> WORK REQUIRED: Reproduce all of the items below with every occurrence of "rough mask" swapped for "coarse mask", changing nothing else and omitting the pictures.

> RECORDS SHOWN:
•••

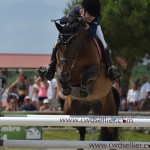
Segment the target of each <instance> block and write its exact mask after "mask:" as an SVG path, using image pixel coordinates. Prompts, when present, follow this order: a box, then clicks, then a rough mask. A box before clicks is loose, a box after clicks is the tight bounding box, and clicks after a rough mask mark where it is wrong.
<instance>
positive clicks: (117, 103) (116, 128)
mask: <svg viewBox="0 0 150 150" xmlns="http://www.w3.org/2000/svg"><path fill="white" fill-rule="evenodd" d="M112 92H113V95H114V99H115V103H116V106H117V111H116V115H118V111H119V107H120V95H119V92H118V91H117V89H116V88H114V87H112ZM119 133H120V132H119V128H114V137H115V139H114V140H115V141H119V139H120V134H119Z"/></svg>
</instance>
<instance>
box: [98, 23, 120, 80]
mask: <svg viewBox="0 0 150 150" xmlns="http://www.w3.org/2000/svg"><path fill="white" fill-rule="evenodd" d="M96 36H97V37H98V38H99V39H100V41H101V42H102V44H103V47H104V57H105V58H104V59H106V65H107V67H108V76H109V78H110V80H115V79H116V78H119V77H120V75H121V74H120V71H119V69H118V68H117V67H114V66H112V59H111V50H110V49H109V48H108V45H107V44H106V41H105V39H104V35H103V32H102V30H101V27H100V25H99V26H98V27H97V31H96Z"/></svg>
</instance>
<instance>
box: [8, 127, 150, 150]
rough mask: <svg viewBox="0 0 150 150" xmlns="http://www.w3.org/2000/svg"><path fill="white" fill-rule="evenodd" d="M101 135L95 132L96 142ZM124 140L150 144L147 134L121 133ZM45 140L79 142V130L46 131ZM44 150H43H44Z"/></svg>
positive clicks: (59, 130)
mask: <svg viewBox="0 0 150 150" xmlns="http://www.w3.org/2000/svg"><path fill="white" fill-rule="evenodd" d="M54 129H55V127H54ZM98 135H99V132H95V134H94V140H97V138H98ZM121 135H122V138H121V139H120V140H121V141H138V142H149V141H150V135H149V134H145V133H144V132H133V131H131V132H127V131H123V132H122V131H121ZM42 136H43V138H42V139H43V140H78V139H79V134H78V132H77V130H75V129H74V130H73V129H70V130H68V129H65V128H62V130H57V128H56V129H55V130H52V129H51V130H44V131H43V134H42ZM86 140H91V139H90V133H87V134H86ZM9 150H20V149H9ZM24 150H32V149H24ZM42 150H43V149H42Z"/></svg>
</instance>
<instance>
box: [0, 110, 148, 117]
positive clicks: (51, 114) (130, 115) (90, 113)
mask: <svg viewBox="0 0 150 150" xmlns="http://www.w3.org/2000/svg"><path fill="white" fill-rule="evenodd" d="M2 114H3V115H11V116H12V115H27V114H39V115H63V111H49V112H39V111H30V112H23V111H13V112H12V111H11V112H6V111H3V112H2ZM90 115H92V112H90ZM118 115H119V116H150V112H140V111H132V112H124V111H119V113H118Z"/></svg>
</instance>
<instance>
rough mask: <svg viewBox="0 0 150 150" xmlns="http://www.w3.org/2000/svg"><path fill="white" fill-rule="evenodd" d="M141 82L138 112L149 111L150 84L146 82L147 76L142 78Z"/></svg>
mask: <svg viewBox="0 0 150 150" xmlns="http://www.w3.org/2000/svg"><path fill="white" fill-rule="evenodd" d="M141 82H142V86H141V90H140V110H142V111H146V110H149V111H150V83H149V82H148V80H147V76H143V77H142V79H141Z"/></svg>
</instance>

•••

> RESULT FOR THIS EXERCISE:
Segment the target of each <instance> block and write its exact mask after "mask:" as an SVG path, using image pixel coordinates. Prompts, when present, follow this order: a box, then clicks, then a coarse mask. A box before clicks is loose, a box after clicks is the tight bounding box, and clicks after a coarse mask mark where it is wrong.
<instance>
positive clicks: (117, 103) (116, 128)
mask: <svg viewBox="0 0 150 150" xmlns="http://www.w3.org/2000/svg"><path fill="white" fill-rule="evenodd" d="M112 92H113V95H114V99H115V103H116V106H117V111H116V115H118V111H119V107H120V95H119V92H118V91H117V89H116V88H114V87H112ZM119 133H120V132H119V128H114V137H115V139H114V140H115V141H119V139H120V134H119Z"/></svg>
</instance>
<instance>
box: [98, 23, 120, 80]
mask: <svg viewBox="0 0 150 150" xmlns="http://www.w3.org/2000/svg"><path fill="white" fill-rule="evenodd" d="M96 36H97V37H98V38H99V39H100V41H101V42H102V44H103V47H104V57H105V58H104V59H106V65H107V67H108V76H109V78H110V80H115V79H116V78H119V77H120V75H121V74H120V71H119V69H118V68H117V67H114V66H112V59H111V50H110V49H109V48H108V45H107V44H106V41H105V39H104V35H103V32H102V30H101V27H100V25H99V26H98V27H97V31H96Z"/></svg>
</instance>
<instance>
box: [8, 127, 150, 150]
coarse mask: <svg viewBox="0 0 150 150" xmlns="http://www.w3.org/2000/svg"><path fill="white" fill-rule="evenodd" d="M101 135L95 132L96 142ZM124 140L150 144L147 134L121 133ZM45 140L79 142V130L46 131ZM44 150H43H44Z"/></svg>
positive clicks: (59, 130)
mask: <svg viewBox="0 0 150 150" xmlns="http://www.w3.org/2000/svg"><path fill="white" fill-rule="evenodd" d="M54 129H55V127H54ZM98 135H99V132H95V134H94V140H97V138H98ZM121 135H122V138H121V139H120V140H121V141H138V142H149V141H150V135H149V134H145V133H144V132H133V131H131V132H127V131H123V132H122V131H121ZM42 136H43V138H42V139H43V140H78V139H79V134H78V132H77V130H75V129H74V130H73V129H70V130H68V129H65V128H62V130H57V128H56V129H55V130H52V129H51V130H44V131H43V134H42ZM86 140H91V139H90V133H87V134H86ZM9 150H20V149H9ZM24 150H32V149H24ZM42 150H43V149H42Z"/></svg>
</instance>
<instance>
box: [0, 110, 148, 117]
positive clicks: (51, 114) (130, 115) (90, 113)
mask: <svg viewBox="0 0 150 150" xmlns="http://www.w3.org/2000/svg"><path fill="white" fill-rule="evenodd" d="M2 114H3V115H11V116H12V115H27V114H39V115H63V111H49V112H39V111H30V112H23V111H13V112H12V111H11V112H6V111H3V112H2ZM90 115H92V112H90ZM118 115H119V116H150V112H140V111H132V112H124V111H119V113H118Z"/></svg>
</instance>
<instance>
coarse mask: <svg viewBox="0 0 150 150" xmlns="http://www.w3.org/2000/svg"><path fill="white" fill-rule="evenodd" d="M141 82L138 112L149 111L150 84L146 82L147 76L142 78Z"/></svg>
mask: <svg viewBox="0 0 150 150" xmlns="http://www.w3.org/2000/svg"><path fill="white" fill-rule="evenodd" d="M141 82H142V86H141V90H140V110H142V111H146V110H149V111H150V83H149V82H148V80H147V76H143V77H142V79H141Z"/></svg>
</instance>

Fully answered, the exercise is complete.